[Mpiwg-large-counts] Large Count - the principles for counts, sizes, and byte and nonbyte displacements

Jeff Hammond jeff.science at gmail.com
Thu Oct 24 16:27:44 CDT 2019


We should just explicitly deprecate support for segmented addressing so we
can stop thinking about it.  Nobody is ever going to run MPI in x86 real
mode.  99% of HPC is done with LP64, which doesn't support segmentation,
and in ILP32 mode, there isn't a large-count problem.

"The x86-64 architecture, introduced in 2003, has largely dropped support
for segmentation in 64-bit mode."

Jeff

On Thu, Oct 24, 2019 at 9:42 AM HOLMES Daniel via mpiwg-large-counts <
mpiwg-large-counts at lists.mpi-forum.org> wrote:

> Hi Rolf & Jeff,
>
> I think this wiki article is instructive on this topic also:
> https://en.wikipedia.org/wiki/X86_memory_segmentation
>
> This seems like a crazy memory addressing system to me personally, but it
> is a (historic) example of a segmented addressing approach that MPI_Aint
> can support.
>
> The “strange properties” for arithmetic are strange indeed, depending on
> what the MPI_Aint stores and how.
>
> If MPI_Aint was 20 bits long and stores only the address, then it cannot
> be used to determine uniquely which segment is being used or what the
> offset is within that segment (there are 4096 possible answers). Does MPI
> need that more detailed information? Probably - because segments were a way
> of implementing memory protection, i.e. accessing a segment you did not
> have permission to access led to a “segmentation fault” error. I do not
> know enough about these old architectures to say whether an attempt to
> access the *same byte* using two different segment:offset pairs that
> produce the *same* address could result in different behaviour. That is, if
> I have access permissions for segment 3 but not for segment 4, I can access
> {seg=3,offset=2^16-16} but can I access {segment=4,offset=2^16-32}, which
> is the same byte? If not, then MPI needs to store segment and offset inside
> MPI_Aint to be able to check and to set registers correctly.

● Required actions:
(1) In the mailing-list post on large counts, what share of HPC does Jeff Hammond say is done with LP64?
(2) Can you update the large-count post from the words "On Thu, Oct" through "stores and how.", swapping "wiki article" for "encyclopedia entry"?
(3) Could you go on with the mailing-list post about large counts and segmented addressing from the point where it stops?
The lines after this point come from a separate source.

● Extracted entries:
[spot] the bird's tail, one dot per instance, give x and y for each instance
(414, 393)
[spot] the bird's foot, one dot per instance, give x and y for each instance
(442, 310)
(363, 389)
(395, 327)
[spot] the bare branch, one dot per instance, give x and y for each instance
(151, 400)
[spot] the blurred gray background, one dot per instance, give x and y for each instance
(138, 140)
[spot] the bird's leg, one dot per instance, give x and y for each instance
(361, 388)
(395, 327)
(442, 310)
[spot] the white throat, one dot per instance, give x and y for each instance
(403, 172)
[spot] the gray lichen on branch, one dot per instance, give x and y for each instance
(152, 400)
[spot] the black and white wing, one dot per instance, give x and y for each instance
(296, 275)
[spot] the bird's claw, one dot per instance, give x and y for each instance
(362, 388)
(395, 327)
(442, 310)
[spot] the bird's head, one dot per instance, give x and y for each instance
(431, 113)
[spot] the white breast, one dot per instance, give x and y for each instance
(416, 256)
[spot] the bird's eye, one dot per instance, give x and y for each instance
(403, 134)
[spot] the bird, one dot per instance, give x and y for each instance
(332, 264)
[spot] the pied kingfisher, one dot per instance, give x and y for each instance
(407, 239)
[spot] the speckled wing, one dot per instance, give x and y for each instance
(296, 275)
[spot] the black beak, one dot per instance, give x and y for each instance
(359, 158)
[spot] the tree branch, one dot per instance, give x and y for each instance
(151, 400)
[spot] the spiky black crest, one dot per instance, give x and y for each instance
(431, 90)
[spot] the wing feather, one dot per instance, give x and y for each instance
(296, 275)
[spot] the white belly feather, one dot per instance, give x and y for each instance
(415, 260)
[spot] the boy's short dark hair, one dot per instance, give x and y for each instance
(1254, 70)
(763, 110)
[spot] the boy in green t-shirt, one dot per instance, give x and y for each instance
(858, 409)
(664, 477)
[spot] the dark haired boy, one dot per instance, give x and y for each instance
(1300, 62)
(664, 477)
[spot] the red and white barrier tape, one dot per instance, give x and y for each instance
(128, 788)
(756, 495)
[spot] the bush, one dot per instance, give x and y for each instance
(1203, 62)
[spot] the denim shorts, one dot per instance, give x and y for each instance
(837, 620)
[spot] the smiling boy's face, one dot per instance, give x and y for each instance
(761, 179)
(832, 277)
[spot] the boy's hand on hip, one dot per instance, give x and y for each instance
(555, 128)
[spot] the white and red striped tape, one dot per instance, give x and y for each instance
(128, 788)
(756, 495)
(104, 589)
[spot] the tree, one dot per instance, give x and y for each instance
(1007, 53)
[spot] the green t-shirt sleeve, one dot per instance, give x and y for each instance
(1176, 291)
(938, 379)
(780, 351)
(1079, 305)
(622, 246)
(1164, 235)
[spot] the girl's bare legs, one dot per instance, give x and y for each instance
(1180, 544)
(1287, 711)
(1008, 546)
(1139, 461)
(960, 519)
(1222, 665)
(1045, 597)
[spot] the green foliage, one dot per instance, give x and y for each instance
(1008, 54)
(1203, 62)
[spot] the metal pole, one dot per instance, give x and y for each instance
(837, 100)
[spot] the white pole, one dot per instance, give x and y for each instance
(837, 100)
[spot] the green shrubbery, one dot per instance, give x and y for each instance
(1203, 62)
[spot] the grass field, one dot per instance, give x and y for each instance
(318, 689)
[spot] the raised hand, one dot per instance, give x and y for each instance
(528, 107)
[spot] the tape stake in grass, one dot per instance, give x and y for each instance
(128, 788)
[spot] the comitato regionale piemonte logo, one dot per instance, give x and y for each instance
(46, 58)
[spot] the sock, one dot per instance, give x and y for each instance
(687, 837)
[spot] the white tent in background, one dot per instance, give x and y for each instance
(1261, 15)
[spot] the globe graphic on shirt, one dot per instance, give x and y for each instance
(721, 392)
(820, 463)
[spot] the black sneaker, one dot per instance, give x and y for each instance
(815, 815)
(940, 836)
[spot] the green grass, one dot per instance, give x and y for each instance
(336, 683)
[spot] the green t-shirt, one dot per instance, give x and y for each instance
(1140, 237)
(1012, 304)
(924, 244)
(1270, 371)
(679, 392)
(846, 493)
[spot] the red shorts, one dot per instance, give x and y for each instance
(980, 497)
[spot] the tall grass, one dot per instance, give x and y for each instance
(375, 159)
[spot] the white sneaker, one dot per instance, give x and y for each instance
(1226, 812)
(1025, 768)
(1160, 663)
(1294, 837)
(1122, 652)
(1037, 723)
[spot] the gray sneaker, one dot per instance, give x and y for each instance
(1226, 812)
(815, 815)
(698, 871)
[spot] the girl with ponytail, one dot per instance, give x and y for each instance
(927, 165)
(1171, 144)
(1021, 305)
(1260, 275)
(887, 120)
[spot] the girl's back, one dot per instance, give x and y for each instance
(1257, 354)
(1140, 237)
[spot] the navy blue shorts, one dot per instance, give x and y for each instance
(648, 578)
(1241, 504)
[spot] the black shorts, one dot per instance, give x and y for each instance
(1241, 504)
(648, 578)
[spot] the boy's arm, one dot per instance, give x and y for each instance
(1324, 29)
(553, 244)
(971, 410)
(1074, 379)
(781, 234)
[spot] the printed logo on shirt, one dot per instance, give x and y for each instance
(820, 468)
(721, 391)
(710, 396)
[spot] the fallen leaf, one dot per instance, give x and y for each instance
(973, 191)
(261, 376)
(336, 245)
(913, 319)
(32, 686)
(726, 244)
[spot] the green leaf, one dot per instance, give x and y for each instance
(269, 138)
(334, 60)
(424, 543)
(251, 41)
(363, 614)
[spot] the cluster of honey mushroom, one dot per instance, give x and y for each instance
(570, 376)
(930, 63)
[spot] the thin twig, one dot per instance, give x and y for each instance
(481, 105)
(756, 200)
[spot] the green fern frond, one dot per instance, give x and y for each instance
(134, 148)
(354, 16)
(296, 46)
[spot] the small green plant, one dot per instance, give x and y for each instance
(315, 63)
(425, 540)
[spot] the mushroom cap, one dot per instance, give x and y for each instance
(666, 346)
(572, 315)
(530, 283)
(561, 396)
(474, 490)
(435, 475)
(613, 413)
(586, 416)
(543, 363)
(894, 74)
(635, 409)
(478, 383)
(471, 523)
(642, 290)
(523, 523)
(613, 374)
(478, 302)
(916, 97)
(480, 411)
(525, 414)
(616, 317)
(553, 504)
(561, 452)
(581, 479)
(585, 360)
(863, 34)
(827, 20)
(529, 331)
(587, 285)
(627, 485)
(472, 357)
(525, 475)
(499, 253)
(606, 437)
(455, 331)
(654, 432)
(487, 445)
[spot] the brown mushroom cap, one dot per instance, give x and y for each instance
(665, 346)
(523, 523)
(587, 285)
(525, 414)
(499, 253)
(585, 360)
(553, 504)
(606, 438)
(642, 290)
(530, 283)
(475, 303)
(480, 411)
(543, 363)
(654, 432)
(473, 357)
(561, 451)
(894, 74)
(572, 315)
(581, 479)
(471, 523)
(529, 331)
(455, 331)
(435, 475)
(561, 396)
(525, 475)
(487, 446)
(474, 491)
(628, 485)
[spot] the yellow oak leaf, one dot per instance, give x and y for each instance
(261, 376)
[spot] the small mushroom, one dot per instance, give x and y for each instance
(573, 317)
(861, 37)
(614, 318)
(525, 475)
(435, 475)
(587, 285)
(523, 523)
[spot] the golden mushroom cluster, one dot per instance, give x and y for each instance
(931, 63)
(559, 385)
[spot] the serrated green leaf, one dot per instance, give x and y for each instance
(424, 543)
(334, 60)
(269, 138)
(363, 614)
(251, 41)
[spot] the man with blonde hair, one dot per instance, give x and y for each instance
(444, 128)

● Per-task outputs:
(1) 99%

(2)
On Thu, Oct 24, 2019 at 9:42 AM HOLMES Daniel via mpiwg-large-counts <
mpiwg-large-counts at lists.mpi-forum.org> wrote:

> Hi Rolf & Jeff,
>
> I think this encyclopedia entry is instructive on this topic also:
> https://en.wikipedia.org/wiki/X86_memory_segmentation
>
> This seems like a crazy memory addressing system to me personally, but it
> is a (historic) example of a segmented addressing approach that MPI_Aint
> can support.
>
> The “strange properties” for arithmetic are strange indeed, depending on
> what the MPI_Aint stores and how.

(3)
>
> If MPI_Aint is 32 bits long and stores the segment in the first 16 bits
> and the offset in the last 16 bits, then the 20 bit address can be computed
> in a single simple instruction and both segment and offset are immediately
> retrievable. However, doing ordinary arithmetic with this bitwise
> representation is unwise because it is a compound structure type. Let us
> subtract 1 from an MPI_Aint of this layout which stores offset of 0 and
> some non-zero segment. We get offset (2^16-1) in segment (s-1), which is
> not 1 byte before the previous MPI_Aint because segments overlap. The same
> happens when adding and overflowing the offset portion - it changes the
> segment in an incorrect way. Segment++ moves the address forward only 16
> bytes, not 2^16 bytes.
>
> The wrap-around from the end of the address space back to the beginning is
> also a source of strange properties for arithmetic.
>
> One of the key statements from that wiki page is this:
>
> The root of the problem is that no appropriate address-arithmetic
> instructions suitable for flat addressing of the entire memory range are
> available.[citation needed] Flat addressing is possible by applying
> multiple instructions, which however leads to slower programs.
>
>
> Cheers,
> Dan.
>> Dr Daniel Holmes PhD
> Architect (HPC Research)
> d.holmes at epcc.ed.ac.uk
> Phone: +44 (0) 131 651 3465
> Mobile: +44 (0) 7940 524 088
> Address: Room 2.09, Bayes Centre, 47 Potterrow, Central Area, Edinburgh,
> EH8 9BT
>> The University of Edinburgh is a charitable body, registered in Scotland,
> with registration number SC005336.
>>
> On 24 Oct 2019, at 17:27, Jeff Squyres (jsquyres) via mpiwg-large-counts <
> mpiwg-large-counts at lists.mpi-forum.org> wrote:
>
> On Oct 24, 2019, at 11:15 AM, Rolf Rabenseifner <rabenseifner at hlrs.de>
> wrote:
>
>
> For me, it looked like that there was some misunderstanding
> of the concept that absolute and relative addresses
> and number of bytes that can be stored in MPI_Aint.
>
>
> ...with the caveat that MPI_Aint -- as it is right now -- does not support
> modern segmented memory systems (i.e., where you need more than a small
> number of bits to indicate the segment where the memory lives).
>
> I think that changes the conversation entirely, right?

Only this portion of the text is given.